-- Task A --
Quote the stretch of the passage on university pay and value for money from "We know the" through "in this manner?".
-- Task B --
Continue the opinion piece on university pay and value for money from its last sentence.

Vice chancellors are paid too much, universities are awash with cash, and it’d be more efficient if people did vocational training instead.
We know the narrative by now, and it contains enough grains of truth to mean it shouldn’t just be ignored. Yes, some vice chancellors do seem to be paid a relatively excessive amount and through questionable processes. Yes, the sector has been largely shielded from austerity. And yes, for some tasks it may be cheaper to train people on the job with practitioners.
Obviously, if you dig a little deeper – beneath the hostile headlines, strident speeches, and tempestuous tweets – things are a bit more complicated. How does the pay of senior leaders compare with other sectors? How many universities have cash to hand? And whose children are we hoping to educate in this manner?
Sceptics such as the economist Bryan Caplan, of George Mason University, see higher education simply as a signalling mechanism for the job market. Students jump through hoops to collect the badges that impress employers. Those who sell the badges – universities – are incentivised to dish out as many as possible as easily as possible.
But, what’s usually missing entirely from these debates is all the other stuff. In the obsession with fees, costs, and pay there’s no mention of happiness, creativity, autonomy, well-being, belonging, identity, connectedness, or meaning. Are these other outcomes valuable? I’d say so, but – and here’s the catch – they’re not value-able. Meaning is harder to measure than money, and the latter is already in a handy numeric form.
The deceptively sweet and simple economic concept of “value for money” (or VfM) has become the topic du jour. Often this narrative mistakenly equates VfM with efficiency, in the style of Adam Smith’s pin factory. If only we could break down learning to the smallest units required by jobs then we could deliver it “at scale” and “at pace”. There’s an app for that, right?

-- Raw records --

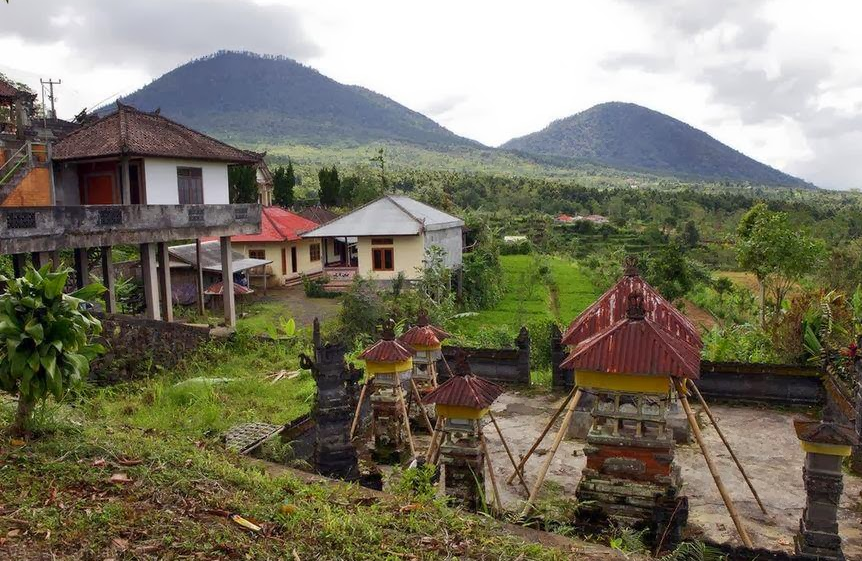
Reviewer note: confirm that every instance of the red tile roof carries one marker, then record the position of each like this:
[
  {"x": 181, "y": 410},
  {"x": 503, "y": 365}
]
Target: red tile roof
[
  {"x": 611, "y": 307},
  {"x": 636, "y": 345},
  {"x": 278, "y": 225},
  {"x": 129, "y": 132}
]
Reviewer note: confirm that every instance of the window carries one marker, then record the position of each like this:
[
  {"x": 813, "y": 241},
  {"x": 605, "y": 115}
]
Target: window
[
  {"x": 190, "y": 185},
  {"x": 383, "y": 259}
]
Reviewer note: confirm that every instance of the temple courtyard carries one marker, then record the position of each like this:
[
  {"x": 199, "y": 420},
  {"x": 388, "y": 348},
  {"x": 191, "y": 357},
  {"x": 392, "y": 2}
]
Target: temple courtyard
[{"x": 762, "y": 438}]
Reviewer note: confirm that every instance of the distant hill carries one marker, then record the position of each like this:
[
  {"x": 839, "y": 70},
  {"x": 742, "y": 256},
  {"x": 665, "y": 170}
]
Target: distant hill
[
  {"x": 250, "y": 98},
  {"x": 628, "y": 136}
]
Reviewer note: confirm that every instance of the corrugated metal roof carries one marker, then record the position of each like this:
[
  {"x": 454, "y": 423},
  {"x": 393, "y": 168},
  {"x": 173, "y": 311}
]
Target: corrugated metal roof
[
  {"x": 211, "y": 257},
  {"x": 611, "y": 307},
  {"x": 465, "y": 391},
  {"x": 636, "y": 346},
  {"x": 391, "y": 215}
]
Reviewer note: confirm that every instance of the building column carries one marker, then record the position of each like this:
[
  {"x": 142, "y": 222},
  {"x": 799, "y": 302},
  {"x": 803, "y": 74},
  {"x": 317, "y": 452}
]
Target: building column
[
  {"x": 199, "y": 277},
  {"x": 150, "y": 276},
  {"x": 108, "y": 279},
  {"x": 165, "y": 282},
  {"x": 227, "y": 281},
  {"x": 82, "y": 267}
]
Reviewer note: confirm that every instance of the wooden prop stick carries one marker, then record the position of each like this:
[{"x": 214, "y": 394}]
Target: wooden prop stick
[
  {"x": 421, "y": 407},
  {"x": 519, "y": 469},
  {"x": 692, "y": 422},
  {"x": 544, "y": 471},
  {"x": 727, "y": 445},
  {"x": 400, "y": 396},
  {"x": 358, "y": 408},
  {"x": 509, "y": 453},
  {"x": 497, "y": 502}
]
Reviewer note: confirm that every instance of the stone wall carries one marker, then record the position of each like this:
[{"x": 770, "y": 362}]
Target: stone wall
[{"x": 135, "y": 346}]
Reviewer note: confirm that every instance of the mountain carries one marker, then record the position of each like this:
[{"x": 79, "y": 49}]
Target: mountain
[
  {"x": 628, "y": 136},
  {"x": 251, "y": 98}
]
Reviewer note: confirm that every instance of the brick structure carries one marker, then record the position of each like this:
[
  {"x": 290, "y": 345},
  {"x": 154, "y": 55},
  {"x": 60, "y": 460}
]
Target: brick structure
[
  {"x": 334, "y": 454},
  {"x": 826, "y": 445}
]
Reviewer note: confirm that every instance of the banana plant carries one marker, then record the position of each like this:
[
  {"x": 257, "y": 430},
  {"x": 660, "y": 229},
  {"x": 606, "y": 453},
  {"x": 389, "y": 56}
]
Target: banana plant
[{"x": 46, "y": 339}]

* * *

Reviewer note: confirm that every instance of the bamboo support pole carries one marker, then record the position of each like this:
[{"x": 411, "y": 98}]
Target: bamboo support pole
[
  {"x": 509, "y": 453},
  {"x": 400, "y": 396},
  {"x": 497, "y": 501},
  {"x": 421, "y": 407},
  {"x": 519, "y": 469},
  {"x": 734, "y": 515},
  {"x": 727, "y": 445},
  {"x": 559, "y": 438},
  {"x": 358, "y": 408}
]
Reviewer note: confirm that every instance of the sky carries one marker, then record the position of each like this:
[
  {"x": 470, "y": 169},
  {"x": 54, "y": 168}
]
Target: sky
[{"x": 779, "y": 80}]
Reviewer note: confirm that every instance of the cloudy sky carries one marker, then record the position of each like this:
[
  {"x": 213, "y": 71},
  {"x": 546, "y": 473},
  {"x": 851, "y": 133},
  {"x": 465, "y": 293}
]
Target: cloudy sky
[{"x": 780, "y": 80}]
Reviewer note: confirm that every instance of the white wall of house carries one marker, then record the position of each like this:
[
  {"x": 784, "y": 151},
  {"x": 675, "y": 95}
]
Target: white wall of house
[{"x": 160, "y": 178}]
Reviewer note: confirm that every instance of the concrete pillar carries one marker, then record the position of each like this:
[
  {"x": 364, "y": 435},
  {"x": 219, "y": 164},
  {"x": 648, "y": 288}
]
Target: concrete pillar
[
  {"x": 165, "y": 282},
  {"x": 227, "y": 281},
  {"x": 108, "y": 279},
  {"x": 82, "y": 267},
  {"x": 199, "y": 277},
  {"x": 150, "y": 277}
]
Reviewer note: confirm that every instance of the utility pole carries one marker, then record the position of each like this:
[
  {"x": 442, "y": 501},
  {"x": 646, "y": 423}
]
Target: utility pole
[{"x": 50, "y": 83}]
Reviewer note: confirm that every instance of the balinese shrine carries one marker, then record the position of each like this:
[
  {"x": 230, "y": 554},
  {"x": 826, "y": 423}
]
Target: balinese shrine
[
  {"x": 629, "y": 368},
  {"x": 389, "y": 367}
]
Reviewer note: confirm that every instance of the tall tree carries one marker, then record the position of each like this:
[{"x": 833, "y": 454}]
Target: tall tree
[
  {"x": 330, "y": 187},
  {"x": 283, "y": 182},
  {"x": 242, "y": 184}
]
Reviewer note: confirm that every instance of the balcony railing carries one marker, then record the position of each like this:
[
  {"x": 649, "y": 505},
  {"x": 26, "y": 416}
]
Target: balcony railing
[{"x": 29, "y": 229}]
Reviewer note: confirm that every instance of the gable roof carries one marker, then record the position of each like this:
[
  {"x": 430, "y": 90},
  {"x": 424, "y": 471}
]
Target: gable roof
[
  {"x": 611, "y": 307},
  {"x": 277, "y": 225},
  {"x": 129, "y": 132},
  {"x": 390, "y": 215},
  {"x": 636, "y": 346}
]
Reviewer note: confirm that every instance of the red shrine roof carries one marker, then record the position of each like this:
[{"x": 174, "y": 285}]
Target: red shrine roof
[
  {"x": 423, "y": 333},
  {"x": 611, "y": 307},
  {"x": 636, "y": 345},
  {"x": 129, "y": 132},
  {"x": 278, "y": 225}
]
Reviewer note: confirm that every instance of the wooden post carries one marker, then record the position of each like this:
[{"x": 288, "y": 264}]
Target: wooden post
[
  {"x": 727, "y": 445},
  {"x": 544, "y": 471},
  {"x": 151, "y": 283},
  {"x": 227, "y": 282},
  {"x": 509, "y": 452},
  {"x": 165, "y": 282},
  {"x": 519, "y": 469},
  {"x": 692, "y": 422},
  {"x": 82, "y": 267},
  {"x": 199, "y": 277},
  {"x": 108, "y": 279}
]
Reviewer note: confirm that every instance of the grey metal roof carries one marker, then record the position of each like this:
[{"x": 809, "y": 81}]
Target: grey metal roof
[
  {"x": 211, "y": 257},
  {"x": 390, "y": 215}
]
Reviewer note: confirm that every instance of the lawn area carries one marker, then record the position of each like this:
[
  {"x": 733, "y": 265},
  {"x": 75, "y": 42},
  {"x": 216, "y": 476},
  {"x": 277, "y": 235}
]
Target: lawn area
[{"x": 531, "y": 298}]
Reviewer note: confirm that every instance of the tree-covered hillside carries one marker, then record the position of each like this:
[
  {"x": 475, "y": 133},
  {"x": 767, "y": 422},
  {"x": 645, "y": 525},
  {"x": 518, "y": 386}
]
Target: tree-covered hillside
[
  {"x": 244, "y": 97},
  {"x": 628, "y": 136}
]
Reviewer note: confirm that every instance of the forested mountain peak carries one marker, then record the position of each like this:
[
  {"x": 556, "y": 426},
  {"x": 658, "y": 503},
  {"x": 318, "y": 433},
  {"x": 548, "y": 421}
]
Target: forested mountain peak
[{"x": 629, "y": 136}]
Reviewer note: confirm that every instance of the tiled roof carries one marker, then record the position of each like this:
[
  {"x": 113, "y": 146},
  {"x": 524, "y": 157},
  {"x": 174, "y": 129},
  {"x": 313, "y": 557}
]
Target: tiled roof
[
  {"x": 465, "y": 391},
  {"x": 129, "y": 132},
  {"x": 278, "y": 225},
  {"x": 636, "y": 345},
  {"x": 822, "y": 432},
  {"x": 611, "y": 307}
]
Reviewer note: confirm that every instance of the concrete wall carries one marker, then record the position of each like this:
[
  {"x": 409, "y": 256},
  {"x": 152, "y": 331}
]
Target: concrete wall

-- Reply A --
We know the narrative by now, and it contains enough grains of truth to mean it shouldn’t just be ignored. Yes, some vice chancellors do seem to be paid a relatively excessive amount and through questionable processes. Yes, the sector has been largely shielded from austerity. And yes, for some tasks it may be cheaper to train people on the job with practitioners.
Obviously, if you dig a little deeper – beneath the hostile headlines, strident speeches, and tempestuous tweets – things are a bit more complicated. How does the pay of senior leaders compare with other sectors? How many universities have cash to hand? And whose children are we hoping to educate in this manner?

-- Reply B --
Of course, such logic leads us to forget what it feels like to learn that way, and what kind of person, or society, such processes produce. Another famous economist, Karl Marx, had some strong views about such things. Speaking at our recent policy forum, Jane Robinson of Durham University called for a more nuanced view of value for money, one focused on outcomes – not outputs.
The argument here is not to ignore money and efficiency, but also not to be too myopic about such things. It’s necessary not sufficient, a means not an end. Money is an output, not an outcome. So, in a week where the sector can look forward to being bashed with the magic value for money stick, here are five benefits that HE delivers that you probably won’t hear about in the headlines.
1) Giving less able students a better life
The much-touted social mobility game is currently rigged. Who your parents are influences how you do at school, which influences where you study, which influences the job you get, which influences how you’re able to support your kids – and repeat. Some people get snakes, others ladders. And higher education can contribute to this, selecting the most able (who happen to be from the wealthier backgrounds) and sending them off into the most lucrative jobs. This is clearly suboptimal for social mobility. But, recent research from America by Heckman et al. finds that, unlike the financial benefits of higher education, non-financial outcomes are relatively greater for lower-ability students – who may not earn as much on graduation but are less likely to be on benefits, depressed, or have low self-esteem. Achieving such outcomes for those people seems pretty valuable to me, and should help the national bottom line in the long-run too.
2) Making friends
University is also a chance to broaden your social circle, providing a wider and more diverse circle of friends. Students are forced out of their comfort zones to interact with a broad range of people in-person, not just online. It’s a bigger pond than school. Andrew Norton, of the Grattan Institute (an Australian think tank working on higher education), told me that:
“Campus-based higher education is surviving the rise of online learning technologies, and for good reason as it’s a way of meeting potential friends. In Australia, university-educated people report having more friends and these social networks play a role in other non-financial benefits of higher education, such as better health”. Even people who don’t finish their course say making friends and connections was a benefit.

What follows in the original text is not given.